Disponha as linhas de todos os registros abaixo como uma lista numerada, omitindo as linhas em branco. Não inclua as imagens na resposta.
### LINHAS ###
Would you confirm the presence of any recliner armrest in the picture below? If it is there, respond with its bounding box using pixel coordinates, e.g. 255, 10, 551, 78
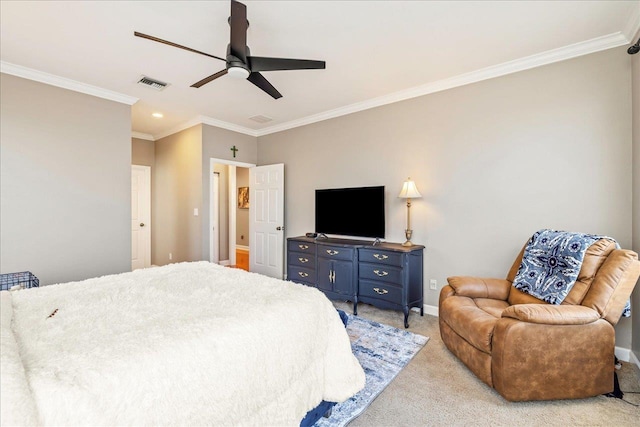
502, 304, 600, 325
447, 276, 511, 301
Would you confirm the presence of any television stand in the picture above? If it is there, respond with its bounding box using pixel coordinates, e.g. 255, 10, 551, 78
287, 236, 424, 328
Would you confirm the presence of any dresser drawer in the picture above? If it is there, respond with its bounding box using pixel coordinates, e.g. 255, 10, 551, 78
287, 252, 316, 270
358, 249, 402, 267
359, 263, 402, 286
287, 264, 316, 287
358, 279, 402, 304
318, 245, 356, 261
287, 240, 316, 258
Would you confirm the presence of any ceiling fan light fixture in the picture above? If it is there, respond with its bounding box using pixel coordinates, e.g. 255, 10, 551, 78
227, 67, 250, 79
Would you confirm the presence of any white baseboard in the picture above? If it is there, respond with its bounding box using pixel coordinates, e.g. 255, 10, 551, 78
424, 304, 640, 368
424, 304, 438, 317
629, 351, 640, 368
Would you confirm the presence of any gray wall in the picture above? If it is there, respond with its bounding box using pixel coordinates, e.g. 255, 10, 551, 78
202, 125, 258, 260
236, 168, 251, 247
258, 48, 640, 348
151, 125, 205, 265
631, 34, 640, 360
0, 74, 131, 284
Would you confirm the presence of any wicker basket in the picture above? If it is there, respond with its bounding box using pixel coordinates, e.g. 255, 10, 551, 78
0, 271, 40, 291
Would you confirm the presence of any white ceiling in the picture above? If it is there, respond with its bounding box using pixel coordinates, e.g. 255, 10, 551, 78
0, 0, 640, 138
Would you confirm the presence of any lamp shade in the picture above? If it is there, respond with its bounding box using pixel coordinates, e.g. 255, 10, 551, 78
398, 178, 422, 199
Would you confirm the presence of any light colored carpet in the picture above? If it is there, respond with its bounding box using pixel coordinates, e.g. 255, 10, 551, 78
334, 301, 640, 427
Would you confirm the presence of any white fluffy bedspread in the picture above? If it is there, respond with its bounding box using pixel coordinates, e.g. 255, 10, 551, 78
0, 262, 364, 426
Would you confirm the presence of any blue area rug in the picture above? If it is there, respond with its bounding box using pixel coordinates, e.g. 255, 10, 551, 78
314, 315, 429, 427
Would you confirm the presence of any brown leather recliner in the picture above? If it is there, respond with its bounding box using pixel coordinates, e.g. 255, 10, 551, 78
439, 239, 640, 401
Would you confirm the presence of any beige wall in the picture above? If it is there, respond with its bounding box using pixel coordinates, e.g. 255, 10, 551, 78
151, 125, 204, 265
631, 35, 640, 360
202, 125, 258, 260
236, 168, 251, 247
131, 138, 156, 169
258, 48, 640, 348
0, 74, 131, 284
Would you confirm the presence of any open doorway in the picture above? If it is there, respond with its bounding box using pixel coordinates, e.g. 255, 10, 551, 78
209, 158, 255, 270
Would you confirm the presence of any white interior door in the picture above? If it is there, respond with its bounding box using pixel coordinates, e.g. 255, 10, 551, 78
131, 165, 151, 270
249, 163, 284, 279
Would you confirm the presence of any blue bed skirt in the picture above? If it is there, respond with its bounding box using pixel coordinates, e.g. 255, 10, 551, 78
300, 310, 349, 427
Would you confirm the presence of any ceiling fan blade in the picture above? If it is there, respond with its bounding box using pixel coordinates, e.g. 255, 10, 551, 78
247, 56, 326, 71
247, 73, 282, 99
229, 0, 249, 64
191, 68, 227, 87
133, 31, 227, 62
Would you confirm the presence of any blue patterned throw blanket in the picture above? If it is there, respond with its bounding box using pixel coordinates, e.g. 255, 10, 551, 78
513, 229, 631, 317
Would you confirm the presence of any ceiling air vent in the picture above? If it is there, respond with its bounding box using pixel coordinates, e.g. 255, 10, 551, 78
249, 115, 273, 123
138, 76, 169, 90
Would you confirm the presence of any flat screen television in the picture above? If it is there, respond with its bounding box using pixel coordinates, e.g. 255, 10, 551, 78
315, 186, 385, 239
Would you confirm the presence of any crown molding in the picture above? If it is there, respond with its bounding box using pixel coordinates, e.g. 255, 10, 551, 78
0, 61, 138, 105
252, 32, 629, 136
131, 131, 155, 141
622, 1, 640, 42
153, 117, 202, 141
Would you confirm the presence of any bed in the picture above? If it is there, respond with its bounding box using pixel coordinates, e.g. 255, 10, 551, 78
0, 262, 364, 426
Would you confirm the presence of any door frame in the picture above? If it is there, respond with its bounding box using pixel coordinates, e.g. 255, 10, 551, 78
209, 172, 220, 264
209, 157, 256, 265
131, 164, 152, 270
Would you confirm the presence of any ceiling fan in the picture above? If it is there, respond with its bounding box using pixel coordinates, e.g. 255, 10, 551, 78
133, 0, 325, 99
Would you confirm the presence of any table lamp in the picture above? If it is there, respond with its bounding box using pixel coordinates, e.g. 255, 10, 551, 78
398, 178, 422, 246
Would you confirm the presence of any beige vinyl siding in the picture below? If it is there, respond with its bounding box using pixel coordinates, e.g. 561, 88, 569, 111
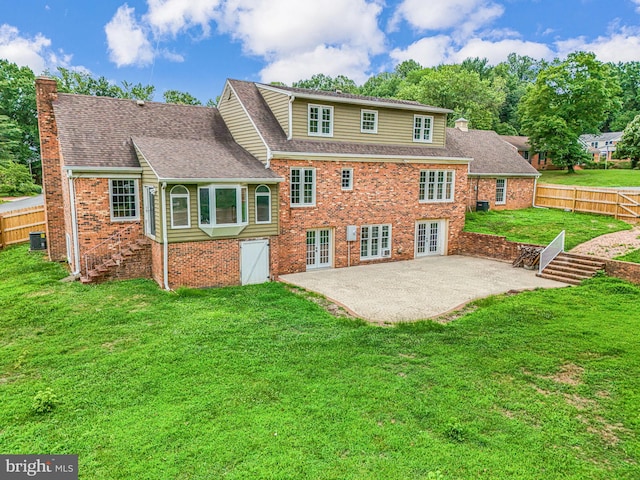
218, 87, 267, 163
136, 149, 162, 241
165, 184, 278, 243
258, 87, 289, 136
293, 100, 446, 147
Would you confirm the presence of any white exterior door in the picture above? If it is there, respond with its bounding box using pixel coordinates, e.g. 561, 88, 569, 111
240, 240, 269, 285
416, 220, 446, 257
307, 228, 331, 270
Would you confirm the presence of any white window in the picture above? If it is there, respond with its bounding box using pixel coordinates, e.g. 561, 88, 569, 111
###
RESULTADO DO EXERCÍCIO ->
1. Would you confirm the presence of any recliner armrest in the picture below? If it is there, respond with its bounding box using pixel coordinates, e.g. 255, 10, 551, 78
2. 502, 304, 600, 325
3. 447, 276, 511, 301
4. Would you confirm the presence of any television stand in the picture above? If it is there, respond with its bounding box using pixel coordinates, e.g. 255, 10, 551, 78
5. 287, 236, 424, 328
6. Would you confirm the presence of any dresser drawer in the picture above? If it is there, respond with its bounding box using pixel coordinates, e.g. 255, 10, 551, 78
7. 287, 252, 316, 270
8. 358, 249, 402, 267
9. 359, 263, 402, 286
10. 287, 264, 316, 287
11. 358, 279, 402, 304
12. 318, 245, 356, 261
13. 287, 240, 316, 258
14. Would you confirm the presence of any ceiling fan light fixture in the picture above? If it is there, respond with its bounding box using pixel coordinates, e.g. 255, 10, 551, 78
15. 227, 67, 250, 79
16. Would you confirm the presence of any white baseboard in the picture above? If it is there, respond with its bounding box using pixel coordinates, e.g. 255, 10, 551, 78
17. 424, 304, 640, 368
18. 424, 304, 438, 317
19. 629, 351, 640, 368
20. Would you confirm the presence of any gray wall in the picture above? If it is there, respond with its bounding box using pixel coordinates, e.g. 255, 10, 551, 78
21. 202, 125, 258, 260
22. 236, 168, 251, 247
23. 258, 48, 640, 348
24. 151, 125, 205, 265
25. 631, 34, 640, 360
26. 0, 74, 131, 284
27. Would you confirm the presence of any wicker basket in the picture above? If it is there, respond with its bounding box using pixel coordinates, e.g. 255, 10, 551, 78
28. 0, 271, 40, 291
29. Would you confirm the presence of any white ceiling in the picture above? If it is there, respond with its bounding box using pixel coordinates, e.g. 255, 10, 551, 78
30. 0, 0, 640, 138
31. Would you confirm the presence of any lamp shade in the picture above? If it is there, respond with its bounding box using pixel coordinates, e.g. 255, 10, 551, 78
32. 398, 178, 422, 199
33. Would you confirm the presence of any light colored carpet in the picture above? If it is there, respond with its bounding box using pixel coordinates, e.g. 255, 10, 551, 78
34. 334, 301, 640, 427
35. Would you confirm the presence of any white fluffy bedspread in the picture above? If it is there, respond with its bounding box using pixel coordinates, e.g. 255, 10, 551, 78
36. 0, 262, 364, 426
37. Would you confirm the presence of any blue area rug in the picture above? If it is there, respond with its bounding box using pixel coordinates, e.g. 255, 10, 551, 78
38. 314, 315, 429, 427
39. Would you confirm the presence of any brown leather recliner in the picture above? If it is there, respond with its bounding box using pixel coordinates, e.g. 255, 10, 551, 78
40. 439, 239, 640, 401
41. Would you confirm the presence of any beige wall in the picture above? If it is there, respond with its bounding box using pixel coordinates, e.g. 255, 10, 551, 78
42. 151, 125, 204, 265
43. 631, 35, 640, 360
44. 202, 125, 258, 260
45. 236, 168, 251, 247
46. 131, 138, 156, 169
47. 258, 48, 640, 348
48. 0, 74, 131, 284
49. Would you confirm the presence of any open doorway in the picture above? If it is there, respond with its bounding box using pixel coordinates, e.g. 255, 10, 551, 78
50. 209, 158, 255, 270
51. Would you confirm the presence of any white interior door in the picture above? If it is there, respond with its bounding box using pixel coordinates, e.g. 255, 10, 551, 78
52. 131, 165, 151, 270
53. 249, 163, 284, 279
54. Would you confirm the presence of any blue bed skirt in the picture above? If it is there, respond with its bounding box using pixel coordinates, e.g. 255, 10, 551, 78
55. 300, 310, 349, 427
56. Would you confirm the presence of any ceiling fan blade in the picture above? If it is there, respond with its bounding box using pixel coordinates, e.g. 255, 10, 551, 78
57. 247, 56, 326, 71
58. 247, 73, 282, 99
59. 229, 0, 249, 64
60. 191, 68, 227, 87
61. 133, 31, 227, 62
62. Would you confirm the presence of any blue patterned throw blanket in the picture above? If it is there, respond with its bounding box using pixel coordinates, e.g. 255, 10, 551, 78
63. 513, 229, 631, 317
64. Would you confirm the presence of any ceiling air vent in the picture above? If it is there, respond with its bounding box using pixel coordinates, e.g. 255, 10, 551, 78
65. 249, 115, 273, 123
66. 138, 76, 169, 90
67. Would you confirm the presence of any flat screen television in the picture above? If it is there, respond with its bounding box using pixel coordinates, e.g. 255, 10, 551, 78
68. 315, 186, 385, 239
69. Would you confirm the presence of any crown molding in the picture above? If it is there, respond with its bounding box using pixel coordinates, e.g. 255, 10, 551, 78
70. 0, 61, 138, 105
71. 252, 32, 629, 136
72. 131, 131, 155, 141
73. 622, 1, 640, 42
74. 153, 117, 202, 141
75. Would you confirm the presence of any bed in the picture above? If it is there, respond with its bounding box using pixel coordinates, e.g. 255, 10, 551, 78
76. 0, 262, 364, 426
77. Would you confirm the presence of any door frame in the picture above? If it is there, respond with its bounding box using pixel coordinates, e.g. 255, 10, 551, 78
78. 209, 172, 220, 264
79. 209, 157, 256, 265
80. 131, 164, 152, 270
81. Would you confirm the presence of any ceiling fan in the picture above? If it is there, respond with its bounding box using pixel coordinates, e.g. 255, 10, 551, 78
82. 133, 0, 325, 99
83. Would you confirm the presence of any table lamp in the picture above? If it is there, respond with its bounding box using pixel coordinates, e.g. 255, 10, 551, 78
84. 398, 178, 422, 246
85. Would you confirm the presence of any beige vinyl siding in the picture below? If it is there, respond with its bounding box using pixel coordinates, e.g. 561, 88, 569, 111
86. 218, 87, 267, 163
87. 136, 149, 162, 241
88. 165, 184, 278, 243
89. 258, 87, 289, 136
90. 293, 100, 446, 147
91. Would you confirm the presence of any white exterior door in the picture above? If it is there, respond with its bounding box using pixel coordinates, e.g. 561, 88, 569, 111
92. 240, 240, 269, 285
93. 416, 220, 446, 257
94. 307, 228, 331, 270
95. Would you confirm the presence of any white window in the picture above? If it is there, respond with its bounding box using pixel coordinates, e.g. 561, 88, 569, 111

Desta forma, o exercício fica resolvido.